Prompt: Count the lines below that contain the string "dark" with matching case. Reply with only the number.
════════════════
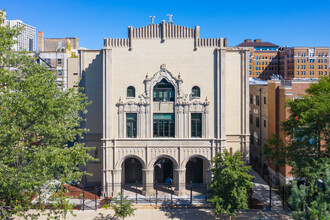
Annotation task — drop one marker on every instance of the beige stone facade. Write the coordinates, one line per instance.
(155, 59)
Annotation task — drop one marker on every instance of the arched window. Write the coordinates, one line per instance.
(164, 91)
(196, 92)
(130, 91)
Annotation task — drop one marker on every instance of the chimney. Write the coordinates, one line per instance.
(41, 41)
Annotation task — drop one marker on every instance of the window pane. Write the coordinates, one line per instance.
(196, 124)
(164, 125)
(131, 124)
(155, 129)
(168, 116)
(166, 128)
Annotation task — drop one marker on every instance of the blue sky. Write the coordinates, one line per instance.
(285, 23)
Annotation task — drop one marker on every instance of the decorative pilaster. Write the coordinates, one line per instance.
(116, 175)
(179, 181)
(148, 178)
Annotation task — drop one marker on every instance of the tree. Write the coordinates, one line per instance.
(307, 145)
(318, 208)
(37, 120)
(230, 183)
(123, 207)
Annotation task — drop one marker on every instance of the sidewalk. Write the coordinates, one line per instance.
(150, 213)
(261, 192)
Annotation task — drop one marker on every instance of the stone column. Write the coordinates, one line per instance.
(148, 181)
(186, 121)
(121, 122)
(179, 181)
(208, 178)
(116, 176)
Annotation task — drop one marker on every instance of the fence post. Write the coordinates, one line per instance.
(83, 200)
(283, 195)
(270, 197)
(136, 192)
(156, 192)
(95, 196)
(190, 192)
(171, 196)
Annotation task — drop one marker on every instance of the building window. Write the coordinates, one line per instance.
(257, 122)
(164, 91)
(196, 92)
(196, 124)
(131, 124)
(130, 92)
(257, 100)
(164, 125)
(47, 61)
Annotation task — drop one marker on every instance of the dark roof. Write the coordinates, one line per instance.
(256, 44)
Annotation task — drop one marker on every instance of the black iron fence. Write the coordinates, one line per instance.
(93, 198)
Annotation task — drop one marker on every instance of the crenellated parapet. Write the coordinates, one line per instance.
(165, 31)
(212, 42)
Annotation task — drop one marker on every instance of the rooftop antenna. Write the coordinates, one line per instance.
(152, 19)
(169, 18)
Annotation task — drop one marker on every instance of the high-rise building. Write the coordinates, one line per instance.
(164, 103)
(267, 111)
(304, 62)
(3, 18)
(60, 54)
(263, 58)
(27, 37)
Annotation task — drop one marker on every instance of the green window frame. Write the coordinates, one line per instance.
(130, 92)
(131, 125)
(196, 124)
(164, 125)
(163, 91)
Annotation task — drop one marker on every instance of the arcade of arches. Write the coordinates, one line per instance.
(193, 170)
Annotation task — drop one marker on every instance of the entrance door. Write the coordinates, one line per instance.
(163, 168)
(133, 171)
(194, 171)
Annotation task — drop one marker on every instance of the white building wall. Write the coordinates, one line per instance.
(27, 37)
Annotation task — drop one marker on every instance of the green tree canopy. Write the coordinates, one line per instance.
(123, 206)
(37, 120)
(230, 183)
(307, 146)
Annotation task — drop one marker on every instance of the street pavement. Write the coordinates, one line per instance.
(261, 192)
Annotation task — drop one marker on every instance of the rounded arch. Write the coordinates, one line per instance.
(130, 92)
(185, 161)
(153, 161)
(120, 162)
(196, 92)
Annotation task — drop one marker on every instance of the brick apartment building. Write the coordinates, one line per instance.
(267, 59)
(263, 58)
(267, 112)
(304, 62)
(60, 54)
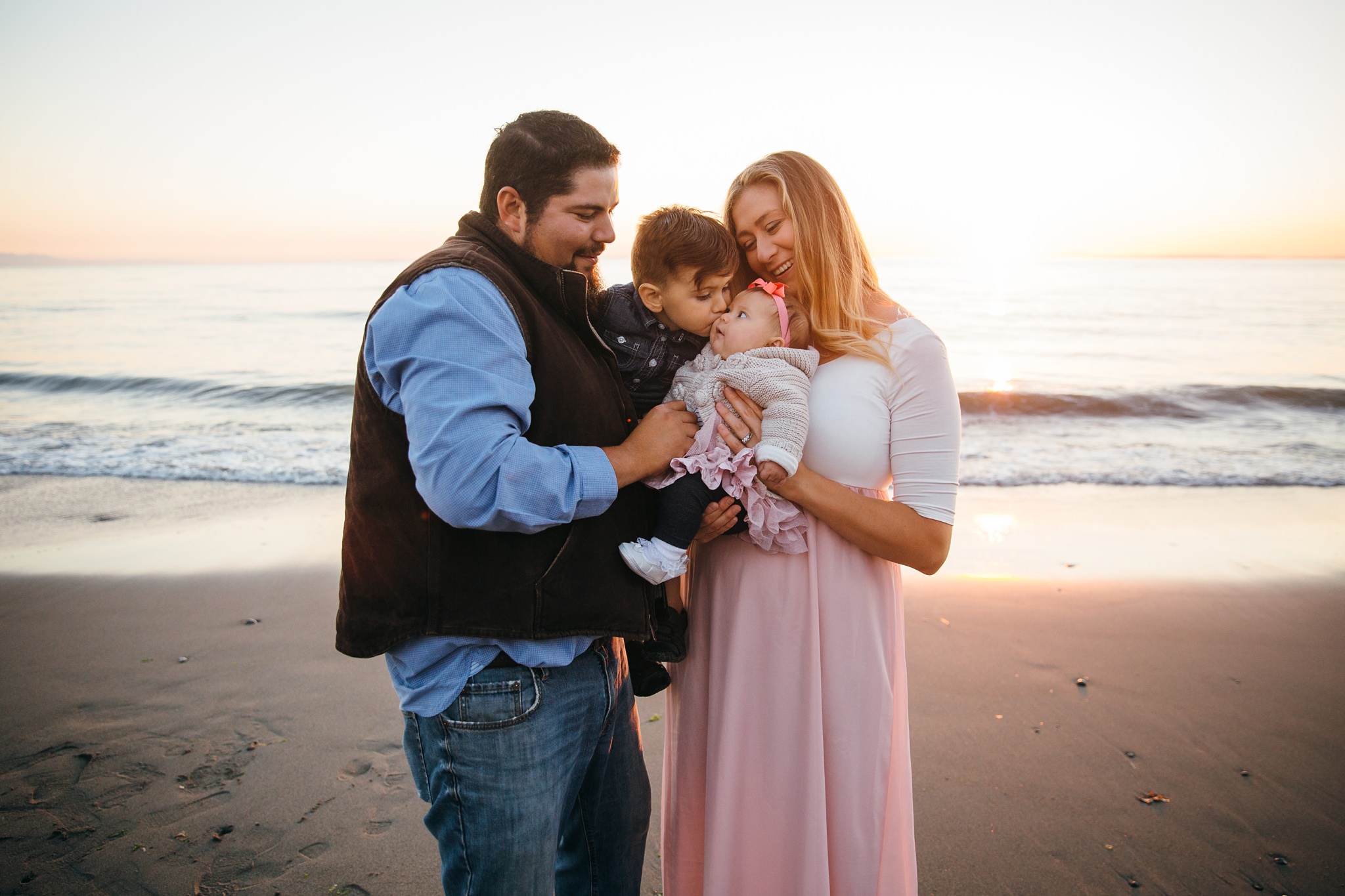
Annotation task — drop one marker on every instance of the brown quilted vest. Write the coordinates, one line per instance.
(407, 572)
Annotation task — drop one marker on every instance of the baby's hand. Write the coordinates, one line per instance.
(771, 473)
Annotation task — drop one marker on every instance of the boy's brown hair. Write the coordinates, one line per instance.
(677, 237)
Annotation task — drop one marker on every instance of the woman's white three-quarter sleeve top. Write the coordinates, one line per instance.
(871, 426)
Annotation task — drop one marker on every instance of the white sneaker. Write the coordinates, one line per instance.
(643, 562)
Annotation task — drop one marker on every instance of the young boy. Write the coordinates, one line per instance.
(682, 261)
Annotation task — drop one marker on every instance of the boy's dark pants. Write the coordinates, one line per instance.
(681, 507)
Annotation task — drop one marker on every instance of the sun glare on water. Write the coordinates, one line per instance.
(1000, 373)
(993, 527)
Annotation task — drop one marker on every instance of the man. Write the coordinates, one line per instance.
(493, 476)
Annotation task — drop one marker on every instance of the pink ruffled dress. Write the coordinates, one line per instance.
(787, 761)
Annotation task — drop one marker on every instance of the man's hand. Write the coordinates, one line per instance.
(665, 433)
(717, 519)
(771, 473)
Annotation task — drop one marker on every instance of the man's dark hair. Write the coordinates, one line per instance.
(537, 155)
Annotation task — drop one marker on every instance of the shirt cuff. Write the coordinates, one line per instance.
(768, 452)
(596, 480)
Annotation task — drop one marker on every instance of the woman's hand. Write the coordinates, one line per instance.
(740, 421)
(717, 519)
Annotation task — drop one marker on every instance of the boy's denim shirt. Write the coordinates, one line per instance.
(648, 351)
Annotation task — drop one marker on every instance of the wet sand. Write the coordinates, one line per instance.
(269, 763)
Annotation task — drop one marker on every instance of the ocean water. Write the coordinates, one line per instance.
(1115, 371)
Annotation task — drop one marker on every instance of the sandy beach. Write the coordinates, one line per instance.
(156, 742)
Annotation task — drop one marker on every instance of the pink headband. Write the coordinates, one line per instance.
(776, 292)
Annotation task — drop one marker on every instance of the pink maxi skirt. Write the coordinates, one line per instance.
(787, 767)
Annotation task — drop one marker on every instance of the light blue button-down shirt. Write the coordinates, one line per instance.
(447, 354)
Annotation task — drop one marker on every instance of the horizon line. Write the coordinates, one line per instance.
(35, 259)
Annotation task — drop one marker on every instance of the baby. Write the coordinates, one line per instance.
(759, 347)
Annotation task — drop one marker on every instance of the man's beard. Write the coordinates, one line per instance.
(594, 277)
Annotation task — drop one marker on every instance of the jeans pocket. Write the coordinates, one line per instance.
(414, 752)
(494, 699)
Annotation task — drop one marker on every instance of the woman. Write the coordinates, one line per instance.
(787, 767)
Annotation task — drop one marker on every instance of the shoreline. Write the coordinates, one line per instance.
(269, 762)
(51, 524)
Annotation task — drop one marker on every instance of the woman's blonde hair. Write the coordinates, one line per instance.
(834, 273)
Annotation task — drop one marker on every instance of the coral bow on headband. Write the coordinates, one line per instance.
(776, 292)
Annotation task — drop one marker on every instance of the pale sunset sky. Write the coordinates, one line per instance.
(997, 128)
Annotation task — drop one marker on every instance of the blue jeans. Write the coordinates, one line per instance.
(536, 779)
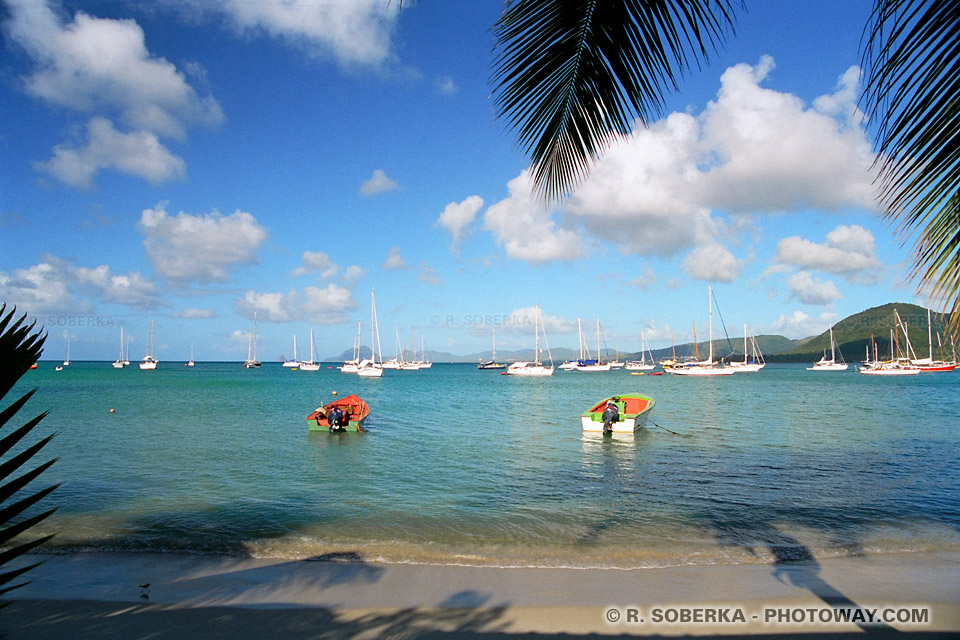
════════════════
Correct output: 3